• _PAGE EXCERPT_
BOSTON — Jackie cocks her head to one side, trying to recall the first clue that her daughter Natalie wanted to try life as a boy.

"I found something on my Amazon account," Jackie says. "She had used my Amazon account to buy a binder, so I thought it was a binder for school.”

Jackie giggles as she remembers mentioning the bill to Nate.

Nate Piracini at his home in Boston. (Jesse Costa/WBUR)
Nate at his home in Boston. (Jesse Costa/WBUR)

"'Oh, you should tell me,' " Jackie says she told Nate. "'I go to Staples all the time. I’ll get you some binders.' "

Nate muttered something about it being a different kind of binder.

Then Jackie noticed the charge: $39.95. The product link opened to a picture of a female wearing a thick elastic band that made her chest nearly flat. Breast binders are a common early step for females transitioning to male, but they come with health risks.

Dr. Ralph Vetters, who treats transgender teens at the Sidney Borum Jr. Health Center in Boston, says binders make breathing more difficult, increase the risk for lung infections and, "by compressing the breasts, they can cause a sort of fibrosis. Scars may be a word for it. It hurts."

The alternative for transgender men — females transitioning to male — is surgery that pulls tissue out of the breast. The procedure costs $5,000 to $10,000 and is only covered by a handful of employers in Massachusetts. (Harvard University, where both of Nate's parents work, covers transgender medical procedures.)

Teenagers need a parent’s permission for surgery and any other transgender medical treatment before the age of 18. Some doctors refuse to help patients of any age make such a fundamental change. Leonard Glantz, who teaches bioethics at the Boston University School of Public Health, says the main concern is surgery that removes a healthy penis, ovaries or breasts.

"Is it surgery to fix a medical condition?" Glantz says, explaining the dilemma for many physicians. "Is it some form of cosmetic surgery, or is it mutilation?"

• _USING THE INFORMATION_
A – In the article about Nate and the breast binder, copy the passage from "BOSTON — Jackie" up to and including "with health risks.".
B – Answer these questions from the article about Nate and the breast binder:
(i) What amount was charged for the binder on Jackie's Amazon account?
(ii) At which health center does Dr. Ralph Vetters treat transgender teens?
(iii) What does the surgery that pulls tissue out of the breast cost?
C – Continue the article about Nate and the breast binder from the point where it stops.

• _SUPPLIED DATA_

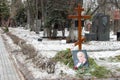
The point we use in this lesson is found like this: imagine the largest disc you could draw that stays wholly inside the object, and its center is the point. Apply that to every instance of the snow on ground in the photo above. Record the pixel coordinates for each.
(48, 48)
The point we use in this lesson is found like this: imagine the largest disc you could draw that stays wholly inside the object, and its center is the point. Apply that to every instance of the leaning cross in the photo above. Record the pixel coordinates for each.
(79, 9)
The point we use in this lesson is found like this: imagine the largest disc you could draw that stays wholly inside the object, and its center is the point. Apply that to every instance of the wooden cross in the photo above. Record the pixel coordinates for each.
(79, 9)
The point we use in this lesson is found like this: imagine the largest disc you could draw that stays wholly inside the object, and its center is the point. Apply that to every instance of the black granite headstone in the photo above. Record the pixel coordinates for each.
(101, 27)
(90, 36)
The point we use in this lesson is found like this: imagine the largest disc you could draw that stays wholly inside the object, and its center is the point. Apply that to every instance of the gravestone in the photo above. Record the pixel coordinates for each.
(101, 27)
(118, 36)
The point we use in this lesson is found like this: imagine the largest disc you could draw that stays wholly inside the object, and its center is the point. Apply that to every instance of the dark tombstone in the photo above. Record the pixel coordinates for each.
(118, 36)
(90, 36)
(76, 23)
(80, 58)
(101, 27)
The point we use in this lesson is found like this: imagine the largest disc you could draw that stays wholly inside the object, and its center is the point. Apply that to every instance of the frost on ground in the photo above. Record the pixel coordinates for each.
(99, 50)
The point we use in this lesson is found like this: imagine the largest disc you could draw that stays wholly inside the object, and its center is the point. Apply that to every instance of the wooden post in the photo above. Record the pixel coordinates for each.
(79, 9)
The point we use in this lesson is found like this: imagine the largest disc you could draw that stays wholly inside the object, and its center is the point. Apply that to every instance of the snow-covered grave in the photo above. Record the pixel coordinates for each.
(49, 48)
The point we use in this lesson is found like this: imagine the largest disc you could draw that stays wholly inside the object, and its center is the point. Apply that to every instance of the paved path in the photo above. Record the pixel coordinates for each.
(7, 69)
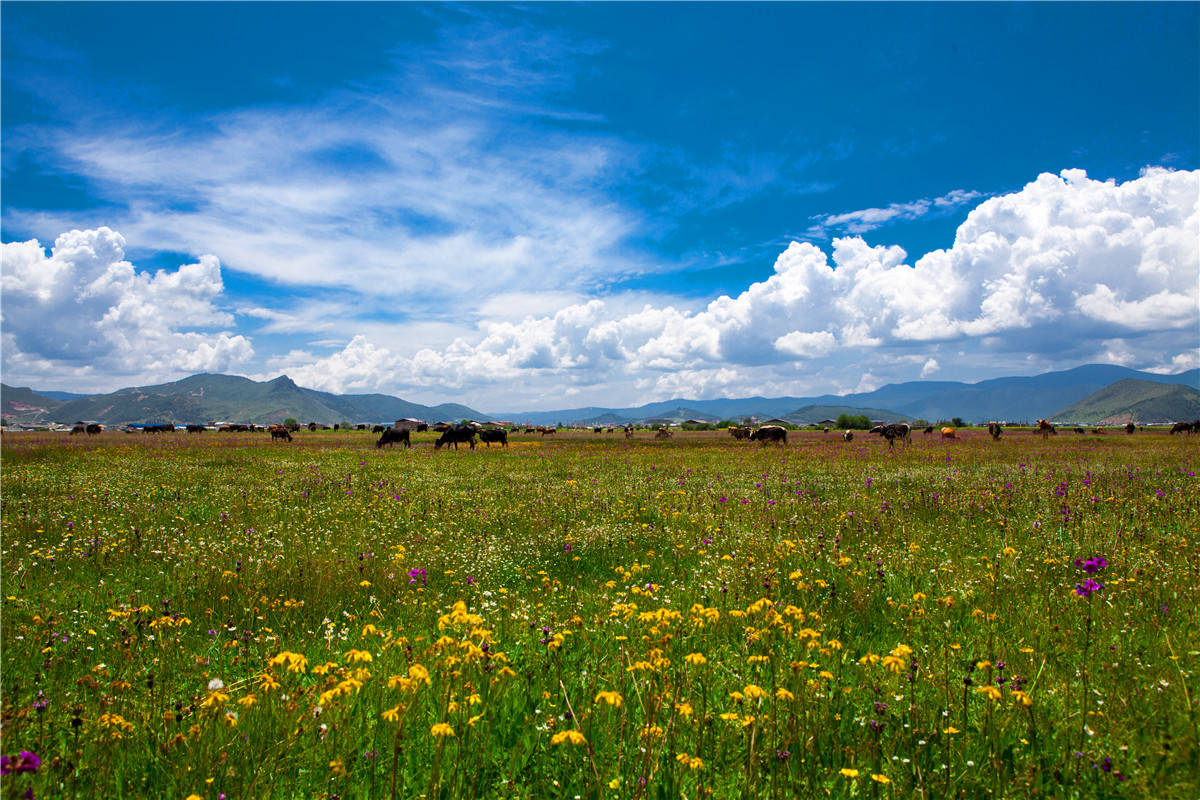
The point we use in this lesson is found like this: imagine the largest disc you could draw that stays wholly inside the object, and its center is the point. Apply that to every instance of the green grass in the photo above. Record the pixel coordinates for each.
(852, 603)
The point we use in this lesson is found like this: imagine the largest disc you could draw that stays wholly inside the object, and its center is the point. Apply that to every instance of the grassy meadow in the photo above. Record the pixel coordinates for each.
(582, 615)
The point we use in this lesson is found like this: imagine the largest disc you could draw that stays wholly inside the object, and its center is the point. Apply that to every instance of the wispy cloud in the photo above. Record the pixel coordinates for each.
(453, 178)
(867, 220)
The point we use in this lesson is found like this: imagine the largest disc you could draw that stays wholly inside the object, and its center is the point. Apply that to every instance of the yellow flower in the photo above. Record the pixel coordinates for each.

• _NUMBERED ANSWERS_
A –
BOSTON — Jackie cocks her head to one side, trying to recall the first clue that her daughter Natalie wanted to try life as a boy.

"I found something on my Amazon account," Jackie says. "She had used my Amazon account to buy a binder, so I thought it was a binder for school.”

Jackie giggles as she remembers mentioning the bill to Nate.

Nate Piracini at his home in Boston. (Jesse Costa/WBUR)
Nate at his home in Boston. (Jesse Costa/WBUR)

"'Oh, you should tell me,' " Jackie says she told Nate. "'I go to Staples all the time. I’ll get you some binders.' "

Nate muttered something about it being a different kind of binder.

Then Jackie noticed the charge: $39.95. The product link opened to a picture of a female wearing a thick elastic band that made her chest nearly flat. Breast binders are a common early step for females transitioning to male, but they come with health risks.

B –
(i) $39.95
(ii) The Sidney Borum Jr. Health Center in Boston
(iii) $5,000 to $10,000

C –
The Catholic Church comes down on the side of mutilation. John Haas, president of the National Catholic Bioethics Center, says the church hopes that all children will flourish in the image of God as created at birth.

"If they are surgically mutilated," Haas says, "that clearly would violate their best interests and it probably would not be in the best emotional health to be dressing up as the opposite gender and acting out in that way."

Not all objections are based on religion. Physicians are trained, Glantz says, to remove diseased tissue such as lesions and tumors. "That's the moral question," he says. "Does one remove normal tissue in order to change the body that someone was born with and create a new body that is supposed to be more in line with their actual sex?"

For parents, these questions have additional complications. Some procedures — such as top surgery to remove or build out the breasts — are reversible, so parents may feel more comfortable beginning the medical journey there. But many of the effects of hormone therapy can't be reversed. Nate, who began his transition two years ago, has not had any surgery but he has asked to begin taking testosterone. So far, his parents have said no.

"So much has changed in my life since I was a teenager," says Nate's dad, Tom. "I never wanted to have kids. I didn’t even think I wanted to get married."

So how, Tom wonders, can Nate be sure he won’t regret beginning testosterone as a teenager? Within months of starting weekly shots or a daily cream, Nate’s vocal cords would get longer and thicker, giving him a deeper voice. He would see new facial and body hair, all permanent changes. And the increased testosterone in Nate’s body might make him infertile.

"Even if you stop taking it, there are things that don’t change," Tom says, throwing up his hands. "I also don’t think they know everything they think they know about hormones and how they affect bodies — and will these kids all develop cancer?"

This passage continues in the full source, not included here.